# SELECTED TEXT
In the Bahamas, we know next to nothing about the British colonial governors, who oversaw and administered, the public affairs of the colony. Truth is, we care little today for the names and personalities of these white men, who were appointed by Parliament in London. It’s a shame, because the actions and personalities of these men, helped to shape the Bahamas, during for all of its existence, under British rule. This really only ended in 1973. These colonial governors, such as they were, are a part of the island’s collective history, whether we like it or not. Bahamians should be able to name governors, the same way some can so easily mumble off names of past United States Presidents.
1835 – In the months and few years following the end of slavery, there were many disputes between former slaves and their masters.
In 1835, Bahamas Governor, William MacBean George Colebrooke, wrote a letter to a stipendiary magistrate which could only be described as a colonial slap. The magistrate had conducted court in the Bluff, Eleuthera to settle a dispute between a former slave master and his former slave. Governor Colebrooke was clearly angry that the magistrate, had taken it upon himself, to rewrite the provisions contained in the Abolition of Slavery Act of 1834.
Slave emancipation, in 1834, didn’t end enforced servitude for the negro and mulatto. What the Abolition Act did, was to move the definition of servitude labour, from master and slave, to employer and apprentice. Provisions within the 1834 Act provided more protection and rights to the Apprentice; more than they ever had as slave. It also legally provided something the negro did not have before. There was now a definitive time limit in which forced labour could be extracted from the former slave. Apprenticeships were to last for seven years, and not one minute longer.
Stipendiary Magistrates and Special Judges were hired from England, Ireland and Scotland to visit the various inhabited Out Islands, by boat, to conduct local court. They heard complaints, disputes and issued writs. This was entirely more prudent than having those involved, in some sort of minor legal dispute, having to make the lengthy journey to Nassau to receive satisfaction.
After Emancipation, many disputes were occurring between former slavemasters and former slaves now called employers and apprentices. Masters were unaccustomed to the new abolition laws. This was especially prevalent on the Out Islands. Negroes and Mulattoes fully aware of the idea of freedom, balked against being treated like a slave and not as the quasi-free, indentured apprentices they now were.
In 1835, a local court took place in the Bluff, Eleuthera, before Thomas Robert Winder, Esquire, Special Justice and Edward Eustace Hill, Special Justice.
Sam, an apprentice was charged with being absent from service to his master for 10 months, despite prodding by constables and another Mr. Smith Special Justice, to go back to service. Sam also flouted the law by working the King’s land, without permission. Sam also was harbouring another runaway apprentice, by the name of, Tulip.
Trial was heard at the Bluff, Eleuthera. Sam begged for the mercy of the court after admitting all charges.
Sentence was passed in Nassau.
Sam was given one month hard labour, 30 lashes of the whip, and had his apprenticeship extended by 10 months.

# DATASET EXTRACT
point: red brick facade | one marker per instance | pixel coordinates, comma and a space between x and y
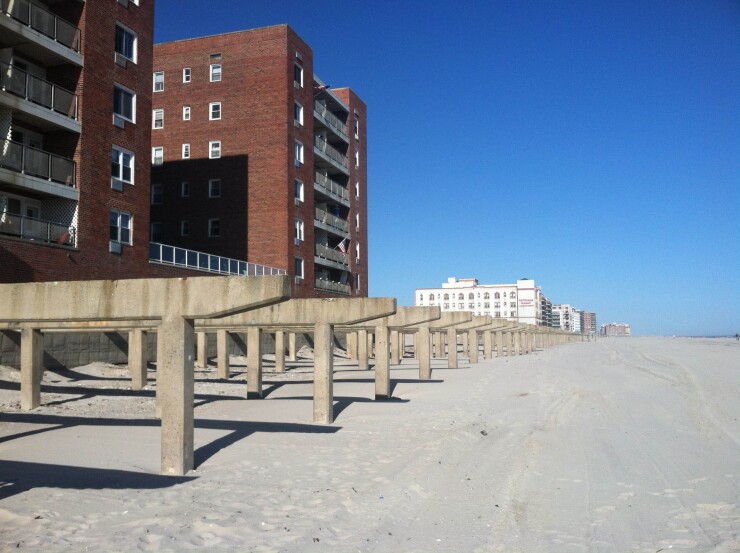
258, 132
33, 260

# TASK REQUIREMENTS
1. Please quote the Bahamas history passage word for word, starting at "Sam, an apprentice" and ending at "by 10 months.".
2. What punishments was Sam given in the Bahamas history passage?
3. According to the Bahamas history passage, how long were apprenticeships to last under the 1834 Act?
The listing is separate material from the Bahamas history passage.

# EXERCISE SOLUTIONS
1.
Sam, an apprentice was charged with being absent from service to his master for 10 months, despite prodding by constables and another Mr. Smith Special Justice, to go back to service. Sam also flouted the law by working the King’s land, without permission. Sam also was harbouring another runaway apprentice, by the name of, Tulip.
Trial was heard at the Bluff, Eleuthera. Sam begged for the mercy of the court after admitting all charges.
Sentence was passed in Nassau.
Sam was given one month hard labour, 30 lashes of the whip, and had his apprenticeship extended by 10 months.

2.
- One month hard labour
- 30 lashes of the whip
- His apprenticeship extended by 10 months

3. Seven years.